→ **Aim**: Quote the lines below word for word, starting at the first line and ending at the line that contains "846,542,909,592". Include both of those lines.

======== Data for processing

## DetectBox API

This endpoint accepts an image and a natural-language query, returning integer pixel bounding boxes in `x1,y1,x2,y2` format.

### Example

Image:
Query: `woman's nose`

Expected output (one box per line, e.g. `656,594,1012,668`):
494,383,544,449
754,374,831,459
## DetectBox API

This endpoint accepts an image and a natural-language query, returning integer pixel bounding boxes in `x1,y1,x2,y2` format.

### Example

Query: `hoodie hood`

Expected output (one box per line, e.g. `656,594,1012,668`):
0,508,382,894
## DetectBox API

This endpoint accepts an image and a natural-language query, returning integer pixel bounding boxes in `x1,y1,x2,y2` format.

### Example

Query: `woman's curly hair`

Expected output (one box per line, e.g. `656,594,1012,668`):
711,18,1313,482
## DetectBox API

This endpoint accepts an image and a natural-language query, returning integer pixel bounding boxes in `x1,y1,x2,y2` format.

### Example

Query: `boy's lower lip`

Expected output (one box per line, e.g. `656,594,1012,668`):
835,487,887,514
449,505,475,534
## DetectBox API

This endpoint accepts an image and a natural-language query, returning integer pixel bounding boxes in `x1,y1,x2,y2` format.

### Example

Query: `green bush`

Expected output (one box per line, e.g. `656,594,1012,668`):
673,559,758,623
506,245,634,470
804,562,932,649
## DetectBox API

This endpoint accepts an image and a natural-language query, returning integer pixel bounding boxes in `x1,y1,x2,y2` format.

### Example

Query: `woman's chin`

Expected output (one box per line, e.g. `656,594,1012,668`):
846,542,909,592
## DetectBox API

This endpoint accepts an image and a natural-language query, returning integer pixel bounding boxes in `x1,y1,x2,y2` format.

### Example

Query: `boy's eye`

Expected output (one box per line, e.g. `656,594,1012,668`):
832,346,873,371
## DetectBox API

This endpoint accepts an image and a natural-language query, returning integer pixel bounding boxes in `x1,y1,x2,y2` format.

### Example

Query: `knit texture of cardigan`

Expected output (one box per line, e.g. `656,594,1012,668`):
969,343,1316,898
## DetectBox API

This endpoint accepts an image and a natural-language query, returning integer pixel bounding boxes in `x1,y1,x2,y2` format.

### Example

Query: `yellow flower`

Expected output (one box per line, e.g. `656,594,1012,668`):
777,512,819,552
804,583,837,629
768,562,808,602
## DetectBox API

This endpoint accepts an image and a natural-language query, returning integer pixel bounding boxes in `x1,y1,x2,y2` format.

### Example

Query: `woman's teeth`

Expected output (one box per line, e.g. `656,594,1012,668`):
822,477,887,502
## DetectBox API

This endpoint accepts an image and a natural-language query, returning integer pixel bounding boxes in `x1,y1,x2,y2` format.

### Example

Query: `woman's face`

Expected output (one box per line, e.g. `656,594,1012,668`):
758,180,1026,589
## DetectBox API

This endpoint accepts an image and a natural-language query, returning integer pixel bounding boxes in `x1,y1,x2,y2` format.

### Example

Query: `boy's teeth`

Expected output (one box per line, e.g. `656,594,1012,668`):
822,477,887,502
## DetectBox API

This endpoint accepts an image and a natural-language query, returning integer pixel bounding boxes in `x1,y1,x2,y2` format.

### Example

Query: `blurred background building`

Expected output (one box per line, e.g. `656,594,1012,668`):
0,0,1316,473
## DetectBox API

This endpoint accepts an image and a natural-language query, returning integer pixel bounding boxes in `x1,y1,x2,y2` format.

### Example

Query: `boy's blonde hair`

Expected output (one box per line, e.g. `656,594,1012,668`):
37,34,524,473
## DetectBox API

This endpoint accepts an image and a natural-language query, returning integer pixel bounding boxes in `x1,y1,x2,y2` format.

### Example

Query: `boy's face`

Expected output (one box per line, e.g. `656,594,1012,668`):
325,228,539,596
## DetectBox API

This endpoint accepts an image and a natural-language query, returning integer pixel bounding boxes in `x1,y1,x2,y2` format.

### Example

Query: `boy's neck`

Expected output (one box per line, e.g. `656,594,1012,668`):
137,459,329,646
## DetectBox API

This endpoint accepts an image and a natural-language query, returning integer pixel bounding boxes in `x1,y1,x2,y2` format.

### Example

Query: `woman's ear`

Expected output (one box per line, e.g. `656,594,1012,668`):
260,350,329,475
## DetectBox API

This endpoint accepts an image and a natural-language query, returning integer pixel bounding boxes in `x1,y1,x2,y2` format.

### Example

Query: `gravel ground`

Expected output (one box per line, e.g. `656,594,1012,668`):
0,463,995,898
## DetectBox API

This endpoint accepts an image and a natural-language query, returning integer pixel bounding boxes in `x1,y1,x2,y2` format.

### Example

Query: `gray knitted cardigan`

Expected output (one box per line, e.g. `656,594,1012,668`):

================

→ **Solution to the problem**:
## DetectBox API

This endpoint accepts an image and a natural-language query, returning integer pixel bounding boxes in `x1,y1,x2,y2` format.

### Example

Image:
Query: `woman's nose`

Expected output (one box per line, e.g. `656,594,1012,668`):
494,383,544,449
754,374,831,459
## DetectBox API

This endpoint accepts an image and a natural-language query, returning integer pixel bounding boxes in `x1,y1,x2,y2` format.

### Example

Query: `hoodie hood`

Expected output (one box per line, e.g. `656,594,1012,668`):
0,508,382,894
## DetectBox API

This endpoint accepts an image and a natural-language query, returning integer pixel bounding boxes in `x1,y1,x2,y2` format.

### Example

Query: `woman's curly hair`

Expected output (one box per line, e.g. `656,594,1012,668`):
711,18,1313,482
## DetectBox API

This endpoint accepts an image and a natural-language query, returning integer pixel bounding boxes in `x1,y1,x2,y2` format.

### Example

Query: `boy's lower lip`

Expected output (one box per line, e.g. `656,594,1012,668`):
835,487,887,514
449,505,475,534
## DetectBox API

This endpoint accepts an image and a natural-language query, returning integer pixel bounding boxes in `x1,y1,x2,y2` format.

### Example

Query: `green bush`

Expected output (one box per line, e.g. `656,594,1012,668`):
673,559,758,623
506,245,634,470
804,562,932,649
## DetectBox API

This endpoint accepts an image and a natural-language query, returning integer pixel bounding boxes in `x1,y1,x2,y2` format.

### Example

Query: `woman's chin`

Expected output (one box per line, e.g. `656,594,1012,668`):
846,542,909,592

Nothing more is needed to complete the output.